-- DATASET EXCERPTS follows --

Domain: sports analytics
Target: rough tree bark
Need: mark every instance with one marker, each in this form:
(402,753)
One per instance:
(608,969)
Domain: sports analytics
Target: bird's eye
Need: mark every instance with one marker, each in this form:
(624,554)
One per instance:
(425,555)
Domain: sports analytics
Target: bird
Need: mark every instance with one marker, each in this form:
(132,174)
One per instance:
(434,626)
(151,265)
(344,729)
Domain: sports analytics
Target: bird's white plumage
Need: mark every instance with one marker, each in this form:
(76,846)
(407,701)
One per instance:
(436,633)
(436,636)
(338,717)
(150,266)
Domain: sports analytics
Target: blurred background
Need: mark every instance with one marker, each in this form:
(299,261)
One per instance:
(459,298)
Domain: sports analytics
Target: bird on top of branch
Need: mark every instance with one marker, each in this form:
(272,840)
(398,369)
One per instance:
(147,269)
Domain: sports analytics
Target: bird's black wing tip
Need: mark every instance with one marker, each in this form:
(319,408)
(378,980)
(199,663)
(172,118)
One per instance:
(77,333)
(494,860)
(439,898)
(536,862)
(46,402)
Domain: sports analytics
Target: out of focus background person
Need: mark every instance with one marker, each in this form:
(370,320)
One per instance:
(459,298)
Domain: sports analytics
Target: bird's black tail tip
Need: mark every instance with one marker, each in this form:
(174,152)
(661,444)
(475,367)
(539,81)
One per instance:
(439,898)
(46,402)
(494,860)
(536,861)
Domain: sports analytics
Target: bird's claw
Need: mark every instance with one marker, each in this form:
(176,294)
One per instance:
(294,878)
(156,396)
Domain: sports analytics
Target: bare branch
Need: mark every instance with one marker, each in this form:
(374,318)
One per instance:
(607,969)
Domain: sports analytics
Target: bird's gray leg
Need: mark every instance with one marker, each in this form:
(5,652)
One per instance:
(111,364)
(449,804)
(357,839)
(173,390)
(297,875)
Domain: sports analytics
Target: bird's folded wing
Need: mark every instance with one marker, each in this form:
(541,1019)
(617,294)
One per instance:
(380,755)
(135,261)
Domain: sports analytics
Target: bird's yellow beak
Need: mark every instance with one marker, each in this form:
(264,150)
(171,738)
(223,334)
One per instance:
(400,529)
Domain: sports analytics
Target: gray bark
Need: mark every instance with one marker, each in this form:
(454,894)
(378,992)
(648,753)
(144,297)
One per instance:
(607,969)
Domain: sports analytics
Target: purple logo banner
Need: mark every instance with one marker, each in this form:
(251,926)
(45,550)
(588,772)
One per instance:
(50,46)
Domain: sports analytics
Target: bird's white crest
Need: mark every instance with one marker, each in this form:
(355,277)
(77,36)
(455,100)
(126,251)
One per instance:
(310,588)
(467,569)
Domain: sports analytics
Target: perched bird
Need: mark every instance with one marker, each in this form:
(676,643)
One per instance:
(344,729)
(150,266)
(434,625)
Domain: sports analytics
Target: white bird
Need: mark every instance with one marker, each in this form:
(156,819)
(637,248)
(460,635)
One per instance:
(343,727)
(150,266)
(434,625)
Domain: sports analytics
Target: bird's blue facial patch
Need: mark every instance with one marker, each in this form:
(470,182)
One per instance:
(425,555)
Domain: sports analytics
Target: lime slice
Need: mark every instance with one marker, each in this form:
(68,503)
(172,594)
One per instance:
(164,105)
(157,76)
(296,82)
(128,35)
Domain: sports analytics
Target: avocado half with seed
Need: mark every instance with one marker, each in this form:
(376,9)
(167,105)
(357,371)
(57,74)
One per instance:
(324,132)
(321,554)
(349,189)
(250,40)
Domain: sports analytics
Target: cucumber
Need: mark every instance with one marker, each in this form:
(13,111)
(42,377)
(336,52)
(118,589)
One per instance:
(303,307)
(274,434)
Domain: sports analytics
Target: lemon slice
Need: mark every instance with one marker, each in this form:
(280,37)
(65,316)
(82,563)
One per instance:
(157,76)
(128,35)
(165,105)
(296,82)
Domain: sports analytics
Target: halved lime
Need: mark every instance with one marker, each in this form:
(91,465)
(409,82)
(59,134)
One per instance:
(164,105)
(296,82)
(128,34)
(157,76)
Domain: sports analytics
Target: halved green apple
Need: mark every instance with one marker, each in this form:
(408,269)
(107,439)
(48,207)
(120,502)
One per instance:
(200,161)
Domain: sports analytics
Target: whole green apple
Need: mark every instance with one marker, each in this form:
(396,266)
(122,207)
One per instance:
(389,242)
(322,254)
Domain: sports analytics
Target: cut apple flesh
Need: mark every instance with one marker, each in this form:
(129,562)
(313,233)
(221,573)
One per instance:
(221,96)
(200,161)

-- DATASET EXCERPTS concluded --

| WHAT IS BEING ASKED |
Please print exactly what appears from the first line of the data through the line with "Target: bird's black wing tip", including both of those lines and nothing past them.

| OUTPUT OF THE EXERCISE |
Domain: sports analytics
Target: rough tree bark
Need: mark every instance with one marker, each in this form:
(402,753)
One per instance:
(608,969)
Domain: sports analytics
Target: bird's eye
Need: mark every instance with one marker, each in this form:
(624,554)
One per instance:
(425,555)
Domain: sports analytics
Target: bird
Need: mark every instance with one marker, each in this form:
(132,174)
One per instance:
(434,626)
(151,265)
(344,729)
Domain: sports analytics
Target: bird's white plumage
Need: mark every instance with one marker, each in this form:
(76,846)
(407,701)
One per instance:
(436,633)
(436,636)
(338,717)
(150,266)
Domain: sports analytics
Target: blurred background
Need: mark every instance with one marker, each in this form:
(299,261)
One per instance:
(459,298)
Domain: sports analytics
Target: bird on top of branch
Need: mark every instance with one marker, each in this form:
(272,840)
(398,369)
One per instance:
(147,269)
Domain: sports analytics
Target: bird's black wing tip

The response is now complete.